(DIRECTION) Count the lines below that contain the string "ceiling". Letter case matters, and your reply should be only the number.

(SOURCE MATERIAL)
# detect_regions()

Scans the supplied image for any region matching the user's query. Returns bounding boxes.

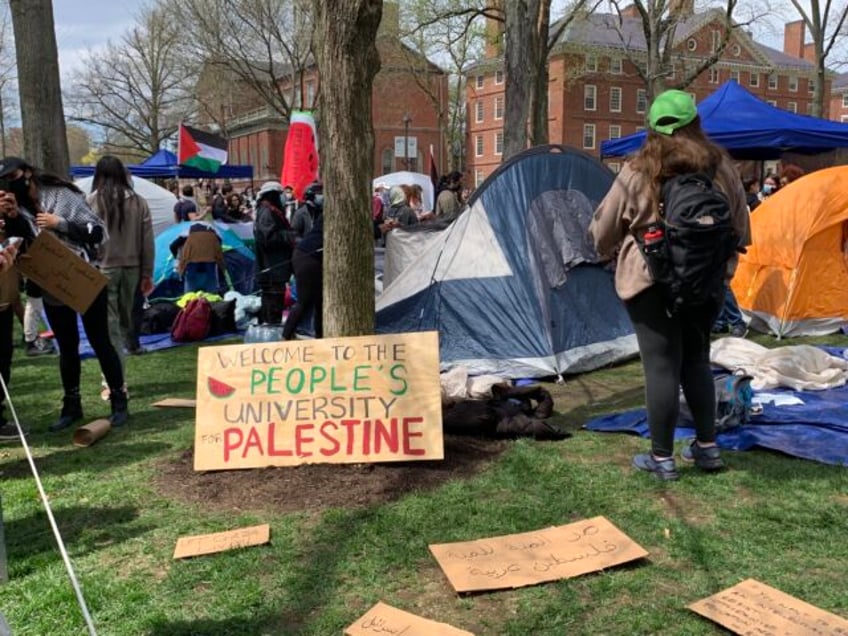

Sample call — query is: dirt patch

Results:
[155,435,512,512]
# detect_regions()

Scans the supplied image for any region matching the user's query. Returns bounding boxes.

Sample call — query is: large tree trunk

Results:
[313,0,383,337]
[9,0,69,176]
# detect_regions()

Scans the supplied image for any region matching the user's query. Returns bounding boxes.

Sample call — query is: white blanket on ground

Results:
[710,337,848,391]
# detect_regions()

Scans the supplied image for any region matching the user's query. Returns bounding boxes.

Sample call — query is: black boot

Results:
[109,389,130,428]
[49,389,82,433]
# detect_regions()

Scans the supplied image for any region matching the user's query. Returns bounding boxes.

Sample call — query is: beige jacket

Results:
[589,158,751,300]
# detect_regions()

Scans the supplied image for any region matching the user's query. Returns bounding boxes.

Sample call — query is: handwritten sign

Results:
[689,579,848,636]
[194,332,444,470]
[174,523,271,559]
[15,232,107,314]
[430,517,648,592]
[345,603,474,636]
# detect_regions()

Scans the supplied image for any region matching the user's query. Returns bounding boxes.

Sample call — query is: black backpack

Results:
[636,173,738,314]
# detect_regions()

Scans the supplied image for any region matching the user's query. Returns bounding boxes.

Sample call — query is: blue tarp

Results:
[584,387,848,466]
[601,80,848,160]
[71,148,253,179]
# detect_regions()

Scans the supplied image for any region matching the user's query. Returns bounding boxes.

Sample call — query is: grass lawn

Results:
[0,338,848,636]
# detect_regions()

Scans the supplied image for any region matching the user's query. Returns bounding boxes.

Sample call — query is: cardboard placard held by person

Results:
[16,232,107,314]
[688,579,848,636]
[345,603,474,636]
[430,517,648,592]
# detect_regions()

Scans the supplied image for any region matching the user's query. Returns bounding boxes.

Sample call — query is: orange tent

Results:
[732,166,848,337]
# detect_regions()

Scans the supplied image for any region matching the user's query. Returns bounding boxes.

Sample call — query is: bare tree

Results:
[792,0,848,117]
[313,0,383,337]
[9,0,68,175]
[68,8,194,157]
[171,0,313,124]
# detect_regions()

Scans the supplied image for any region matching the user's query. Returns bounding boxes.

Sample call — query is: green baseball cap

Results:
[648,90,698,135]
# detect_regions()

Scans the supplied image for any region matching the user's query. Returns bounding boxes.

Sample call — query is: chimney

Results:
[377,2,400,38]
[783,20,807,60]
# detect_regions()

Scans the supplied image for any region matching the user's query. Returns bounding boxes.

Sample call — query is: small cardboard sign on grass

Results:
[430,517,648,592]
[345,603,474,636]
[174,523,271,559]
[688,579,848,636]
[194,331,444,470]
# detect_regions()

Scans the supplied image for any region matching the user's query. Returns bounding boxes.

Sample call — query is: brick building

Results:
[466,11,830,186]
[215,3,448,182]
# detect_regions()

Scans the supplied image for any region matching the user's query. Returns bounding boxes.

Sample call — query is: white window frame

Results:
[583,124,597,150]
[583,84,598,111]
[610,86,624,113]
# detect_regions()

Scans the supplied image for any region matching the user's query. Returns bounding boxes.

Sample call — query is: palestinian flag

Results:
[178,124,227,172]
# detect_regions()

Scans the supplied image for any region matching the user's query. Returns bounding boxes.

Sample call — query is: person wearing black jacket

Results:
[253,181,295,325]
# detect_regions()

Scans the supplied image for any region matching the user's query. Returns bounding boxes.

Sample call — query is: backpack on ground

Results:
[171,298,212,342]
[636,173,738,314]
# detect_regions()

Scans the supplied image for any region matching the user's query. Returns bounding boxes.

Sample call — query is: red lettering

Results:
[403,417,427,455]
[224,428,244,462]
[294,422,315,457]
[320,420,340,457]
[268,422,291,457]
[340,420,359,455]
[241,426,265,459]
[374,417,399,455]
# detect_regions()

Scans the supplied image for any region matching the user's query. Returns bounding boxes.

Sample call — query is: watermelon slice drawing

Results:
[206,375,236,398]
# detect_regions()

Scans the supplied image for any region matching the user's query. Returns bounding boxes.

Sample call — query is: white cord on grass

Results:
[0,375,97,636]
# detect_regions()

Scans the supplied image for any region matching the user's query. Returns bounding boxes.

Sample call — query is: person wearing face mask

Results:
[253,181,295,325]
[0,157,129,431]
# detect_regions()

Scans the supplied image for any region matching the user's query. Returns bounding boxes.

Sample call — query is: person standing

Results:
[589,90,751,480]
[86,155,154,399]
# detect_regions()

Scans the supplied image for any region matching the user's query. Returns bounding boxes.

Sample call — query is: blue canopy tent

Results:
[71,148,253,179]
[601,80,848,160]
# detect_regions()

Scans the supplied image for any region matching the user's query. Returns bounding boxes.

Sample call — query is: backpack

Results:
[171,298,212,342]
[636,173,738,314]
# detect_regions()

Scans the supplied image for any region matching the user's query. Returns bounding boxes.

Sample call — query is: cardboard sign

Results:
[153,398,197,409]
[15,232,107,314]
[345,603,474,636]
[194,332,444,470]
[688,579,848,636]
[174,523,271,559]
[430,517,648,592]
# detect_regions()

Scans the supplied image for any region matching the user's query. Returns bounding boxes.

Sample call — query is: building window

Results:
[583,84,598,110]
[583,124,595,150]
[610,86,621,113]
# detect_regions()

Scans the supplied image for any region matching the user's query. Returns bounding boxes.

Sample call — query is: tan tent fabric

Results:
[732,166,848,336]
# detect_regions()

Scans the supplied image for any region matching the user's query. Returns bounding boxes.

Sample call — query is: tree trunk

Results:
[9,0,69,176]
[313,0,383,338]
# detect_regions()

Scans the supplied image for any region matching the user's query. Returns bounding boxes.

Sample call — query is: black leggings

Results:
[283,248,324,340]
[44,287,124,395]
[625,285,719,457]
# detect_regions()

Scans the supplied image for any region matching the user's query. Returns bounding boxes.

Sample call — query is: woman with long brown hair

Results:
[589,90,751,480]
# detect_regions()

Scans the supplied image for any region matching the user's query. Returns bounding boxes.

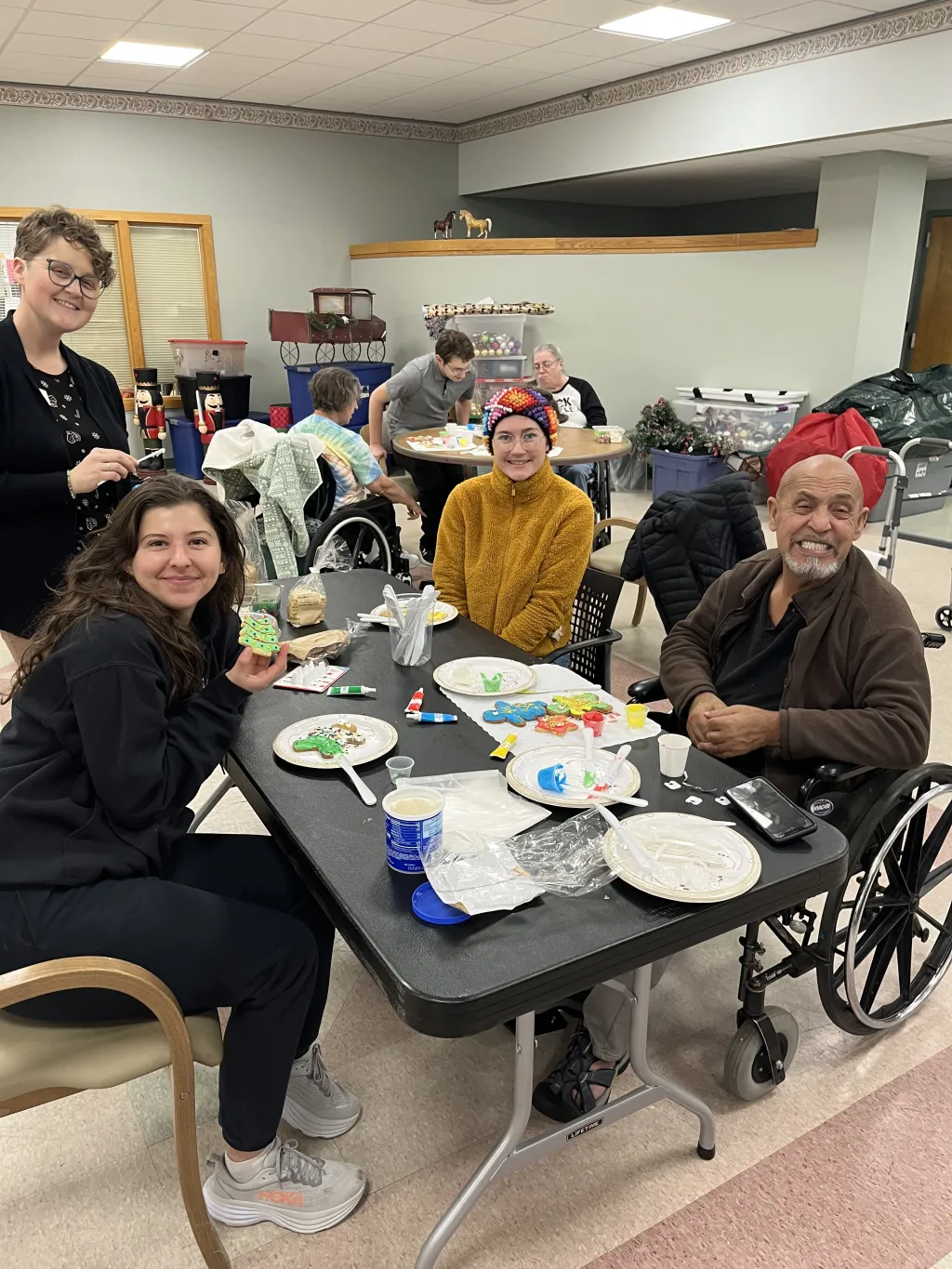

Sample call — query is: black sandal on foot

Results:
[532,1024,628,1123]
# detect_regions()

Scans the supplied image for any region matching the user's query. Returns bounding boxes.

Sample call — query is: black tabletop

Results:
[229,570,847,1037]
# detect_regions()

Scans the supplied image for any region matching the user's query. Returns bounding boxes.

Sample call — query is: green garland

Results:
[632,397,733,458]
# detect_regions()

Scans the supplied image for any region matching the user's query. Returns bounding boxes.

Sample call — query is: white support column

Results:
[815,151,927,387]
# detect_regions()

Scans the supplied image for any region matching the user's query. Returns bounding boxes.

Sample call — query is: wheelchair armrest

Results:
[628,675,664,706]
[800,762,877,802]
[536,630,622,665]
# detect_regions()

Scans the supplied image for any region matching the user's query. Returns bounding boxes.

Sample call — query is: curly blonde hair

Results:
[14,205,115,286]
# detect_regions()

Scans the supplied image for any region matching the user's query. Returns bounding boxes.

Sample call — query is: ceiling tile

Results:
[149,0,264,32]
[3,31,114,58]
[521,0,654,29]
[472,17,579,48]
[665,0,797,17]
[20,9,135,45]
[240,9,358,45]
[299,41,401,75]
[495,41,601,75]
[671,21,782,53]
[216,31,317,62]
[337,21,443,53]
[71,62,165,93]
[758,0,869,34]
[378,0,494,35]
[125,21,229,48]
[281,0,405,21]
[30,0,155,21]
[383,45,472,84]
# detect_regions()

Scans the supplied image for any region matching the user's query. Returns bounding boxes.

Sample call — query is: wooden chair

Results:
[589,517,647,626]
[0,956,231,1269]
[361,423,419,497]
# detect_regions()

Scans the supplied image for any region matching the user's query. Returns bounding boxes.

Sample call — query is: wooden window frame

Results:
[0,206,221,365]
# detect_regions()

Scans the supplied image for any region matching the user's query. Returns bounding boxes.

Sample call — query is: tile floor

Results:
[0,494,952,1269]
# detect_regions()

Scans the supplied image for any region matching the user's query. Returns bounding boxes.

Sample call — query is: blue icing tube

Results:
[536,762,565,793]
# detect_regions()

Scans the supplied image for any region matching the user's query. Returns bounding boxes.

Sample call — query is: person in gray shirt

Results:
[369,330,476,563]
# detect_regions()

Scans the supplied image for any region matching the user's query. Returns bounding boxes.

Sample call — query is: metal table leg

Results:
[415,964,715,1269]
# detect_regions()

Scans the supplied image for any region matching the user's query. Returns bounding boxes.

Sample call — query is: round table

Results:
[393,428,631,521]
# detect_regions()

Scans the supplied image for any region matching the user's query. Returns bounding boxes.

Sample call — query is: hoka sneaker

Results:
[202,1141,367,1234]
[282,1044,361,1137]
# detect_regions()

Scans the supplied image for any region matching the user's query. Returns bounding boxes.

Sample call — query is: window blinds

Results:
[129,225,208,382]
[63,223,132,389]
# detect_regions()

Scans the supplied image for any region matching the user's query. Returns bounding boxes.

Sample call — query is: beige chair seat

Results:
[0,1009,222,1104]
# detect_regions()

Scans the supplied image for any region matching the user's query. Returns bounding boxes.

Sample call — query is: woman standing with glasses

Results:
[433,387,591,656]
[0,206,136,661]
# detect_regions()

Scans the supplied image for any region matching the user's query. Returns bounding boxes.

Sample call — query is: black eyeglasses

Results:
[46,257,105,299]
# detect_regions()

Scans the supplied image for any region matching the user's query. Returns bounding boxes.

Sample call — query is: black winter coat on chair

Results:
[0,313,132,637]
[622,472,767,630]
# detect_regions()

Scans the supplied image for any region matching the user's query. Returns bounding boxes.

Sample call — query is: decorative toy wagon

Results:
[268,286,387,365]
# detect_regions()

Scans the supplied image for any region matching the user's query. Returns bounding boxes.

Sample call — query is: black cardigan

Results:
[0,313,132,636]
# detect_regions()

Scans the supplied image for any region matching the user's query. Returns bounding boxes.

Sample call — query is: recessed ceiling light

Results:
[598,5,730,39]
[99,39,205,67]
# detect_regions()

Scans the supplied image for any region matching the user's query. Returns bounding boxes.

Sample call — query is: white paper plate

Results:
[505,741,641,807]
[368,595,459,626]
[602,811,760,904]
[433,656,536,698]
[273,713,397,772]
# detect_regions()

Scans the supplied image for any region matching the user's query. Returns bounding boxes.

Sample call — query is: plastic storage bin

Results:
[285,362,393,431]
[179,375,251,423]
[165,417,205,480]
[651,449,727,497]
[169,338,247,375]
[453,313,525,357]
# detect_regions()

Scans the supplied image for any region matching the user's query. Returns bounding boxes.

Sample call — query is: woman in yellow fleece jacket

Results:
[433,387,594,656]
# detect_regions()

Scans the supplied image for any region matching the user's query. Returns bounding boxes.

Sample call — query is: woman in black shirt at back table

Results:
[0,476,365,1234]
[0,206,136,661]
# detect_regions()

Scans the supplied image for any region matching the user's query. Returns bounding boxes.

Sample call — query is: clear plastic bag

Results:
[507,811,615,896]
[233,503,268,587]
[400,771,552,840]
[424,826,546,917]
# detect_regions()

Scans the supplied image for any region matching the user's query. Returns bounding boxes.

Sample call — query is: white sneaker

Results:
[282,1044,361,1137]
[202,1141,367,1234]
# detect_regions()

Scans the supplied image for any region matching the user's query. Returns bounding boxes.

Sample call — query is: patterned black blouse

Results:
[31,365,118,550]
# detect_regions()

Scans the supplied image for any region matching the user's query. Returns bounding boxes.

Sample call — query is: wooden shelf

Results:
[350,230,817,260]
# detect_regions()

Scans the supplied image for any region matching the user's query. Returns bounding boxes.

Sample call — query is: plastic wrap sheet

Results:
[507,811,615,896]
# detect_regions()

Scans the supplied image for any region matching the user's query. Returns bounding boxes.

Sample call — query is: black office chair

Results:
[541,569,625,692]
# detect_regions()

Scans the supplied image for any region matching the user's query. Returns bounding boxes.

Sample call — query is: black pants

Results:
[0,832,334,1150]
[401,458,463,559]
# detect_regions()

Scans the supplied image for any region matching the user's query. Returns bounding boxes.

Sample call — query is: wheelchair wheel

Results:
[723,1005,800,1102]
[816,764,952,1036]
[306,509,393,573]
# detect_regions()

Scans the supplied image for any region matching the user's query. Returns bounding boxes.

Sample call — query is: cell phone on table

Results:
[725,775,816,846]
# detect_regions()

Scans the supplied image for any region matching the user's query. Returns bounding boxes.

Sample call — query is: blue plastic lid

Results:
[413,880,469,925]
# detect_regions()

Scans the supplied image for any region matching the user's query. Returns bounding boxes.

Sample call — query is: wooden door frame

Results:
[901,206,952,371]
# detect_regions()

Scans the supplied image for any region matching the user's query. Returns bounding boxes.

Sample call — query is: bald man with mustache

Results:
[661,455,931,797]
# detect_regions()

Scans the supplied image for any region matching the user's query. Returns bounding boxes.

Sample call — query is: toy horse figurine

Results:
[459,208,493,237]
[433,212,456,237]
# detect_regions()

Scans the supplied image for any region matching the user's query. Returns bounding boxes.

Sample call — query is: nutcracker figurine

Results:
[195,371,225,445]
[132,369,165,451]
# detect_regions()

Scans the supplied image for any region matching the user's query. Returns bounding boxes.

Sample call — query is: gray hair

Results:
[532,344,565,362]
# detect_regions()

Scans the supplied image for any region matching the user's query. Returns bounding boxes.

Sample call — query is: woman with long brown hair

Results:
[0,476,365,1234]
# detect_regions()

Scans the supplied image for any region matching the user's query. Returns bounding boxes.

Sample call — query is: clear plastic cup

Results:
[657,733,691,780]
[387,755,415,785]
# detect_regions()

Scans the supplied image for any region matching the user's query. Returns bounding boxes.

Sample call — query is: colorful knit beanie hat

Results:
[483,385,559,444]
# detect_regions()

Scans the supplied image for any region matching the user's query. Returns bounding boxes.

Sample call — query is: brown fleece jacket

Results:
[661,549,931,796]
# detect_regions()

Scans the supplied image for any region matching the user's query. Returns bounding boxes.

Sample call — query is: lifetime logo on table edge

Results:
[565,1116,605,1141]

(SOLUTION FOR THIS PROBLEM) 2